To do:
• A. Using the text on infantile hemangiopericytoma, decide whether each statement agrees with it: (i) most lesions occur singly; (ii) the upper extremities are the most common site for the tumors; (iii) radiotherapy is the first treatment to try. Answer yes or no for each and quote the words that decide it.
• B. According to the text on infantile hemangiopericytoma, what is the preferred method of treatment?

Extract to read:
== == ==
Infantile hemangiopericytoma is a cutaneous condition characterized by single or multiple dermal and subcutaneous nodules that may be alarmingly large at birth or grow rapidly.

== Signs and symptoms ==
Like juvenile hemangiomas, infantile hemangiopericytomas only appear in the subcutis and affect newborns throughout their first year of life. They are characterized by being multilobulated and frequently having separate perivascular and intravascular satellite nodules outside of the main tumor mass. Although there have been reports of numerous lesions, the majority of lesions are solitary. The lower extremities, particularly the thigh, pelvic fossa, and retroperitoneum, are where tumors are most frequently found. Less frequently, it affects the upper extremities and trunk. Most are located in muscular tissue and are deep entrenched. There are reports of lesions in the tongue and sublingual area that are present from birth.

== Diagnosis ==
Histology must be used to make the diagnosis because the tumor may be hard to differentiate from other neoplasms with similar characteristics. Histologically, hemangiopericytoma is characterized by staghorn-shaped blood vessels and sponge-like sinusoidal vasculature that are randomly linked and encircled by ovoid, short spindle-shaped cells. CD34 positive has a high immunohistochemical correlation with hemangiopericytoma.

Other pediatric tumors such tufted angioma, pyogenic granuloma, infantile hemangioma, kaposiform hemangioendothelioma, and angiosarcoma should be taken into consideration in the differential diagnosis.

== Treatment ==
Conservative surgery is the best course of action. The preferred method is wide local excision. Chemotherapy is thought to be the next line of treatment for lesions that cannot be removed. When chemotherapy and surgery fail, radiotherapy should be the last resort.
== == ==
Data excerpt:
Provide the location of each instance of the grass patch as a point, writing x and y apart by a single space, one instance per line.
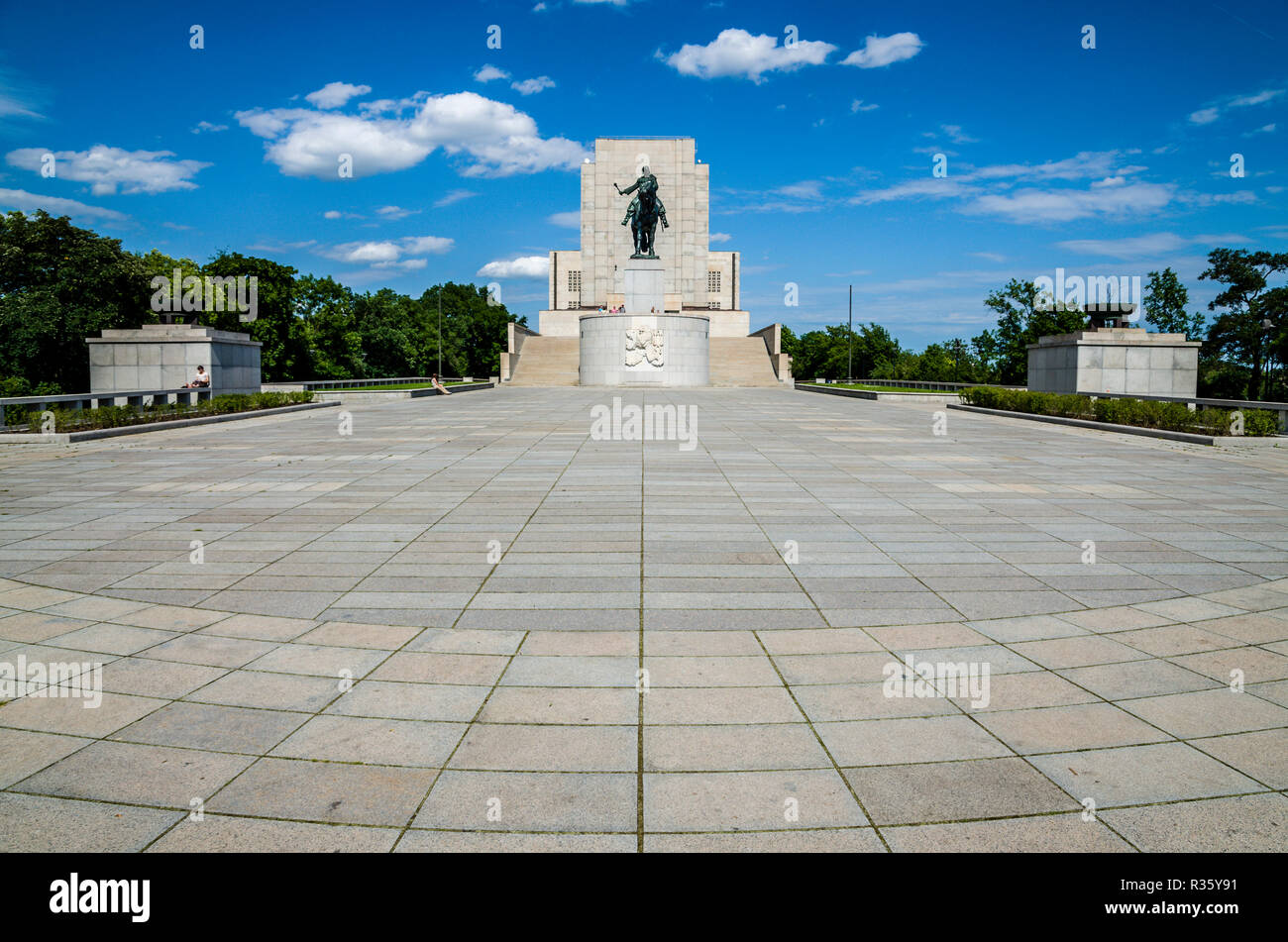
== == ==
Responses to the exercise:
• A.
(i) Yes: "the majority of lesions are solitary."
(ii) No: "The lower extremities, particularly the thigh, pelvic fossa, and retroperitoneum, are where tumors are most frequently found."
(iii) No: "When chemotherapy and surgery fail, radiotherapy should be the last resort."

• B. Wide local excision.